【確定申告】インボイス制度での変更点を解説!

【確定申告】インボイス制度での変更点を解説!

インボイス制度が開始され、ある程度の期間が経過しました。初めての年末を迎えたことで、確定申告に影響が出た人もいるでしょう。初めて、消費税の算出などにチャレンジした人もいるはずです。

少しずつ普及している制度ではありますが、フリーランスにとってはまだまだ「よくわからない」との印象を持つものではないでしょうか。実際、インボイス制度に登録していない人も見受けられます。今回は、少しずつ浸透し始めたインボイス制度について解説します。

インボイス制度とは

インボイス制度とは、どのような内容であるのか、概要や目的について解説します。

インボイス制度の概要

インボイス制度は「適格請求書等保存方式」と呼ばれるもので、消費税の取扱いについて新しいルールを定めたものです。皆さんが日頃から消費税を支払っているように、消費税のルールは昔から大きく変化していませんが、インボイス制度によって取扱いが変化しています。

特にインボイス制度の要は「所定の形式でなければ消費税の仕入れ税控除が適用できない」という部分です。詳細については後ほど解説しますが、適切な書式で請求書や領収書を作成しなければ、消費税を控除できなくなりました。簡単にまとめると、消費税の控除に関する条件が厳しくなったのです。

### データ部分

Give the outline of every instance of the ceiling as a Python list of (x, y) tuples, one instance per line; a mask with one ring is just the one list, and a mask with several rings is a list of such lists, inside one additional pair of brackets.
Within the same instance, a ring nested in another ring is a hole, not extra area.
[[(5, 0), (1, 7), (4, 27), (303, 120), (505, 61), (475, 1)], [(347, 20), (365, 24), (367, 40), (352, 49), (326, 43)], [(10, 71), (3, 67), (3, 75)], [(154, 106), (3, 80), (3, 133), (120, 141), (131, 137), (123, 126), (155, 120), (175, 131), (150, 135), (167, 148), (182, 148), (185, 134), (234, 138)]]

### 課題 A
インボイス制度に関する提示文によると、消費税の控除に関する条件が厳しくなったと言えるのはなぜですか。1〜3文で説明してください。
### 課題 B
インボイス制度に関する提示文では、インボイス制度は何と呼ばれるものだと述べられていますか。

### 正解出力 A
インボイス制度では、所定の形式でなければ消費税の仕入れ税控除が適用できなくなったからです。適切な書式で請求書や領収書を作成しないと消費税を控除できなくなったため、控除の条件が厳しくなったとまとめられています。

### 正解出力 B
「適格請求書等保存方式」と呼ばれるものだと述べられています。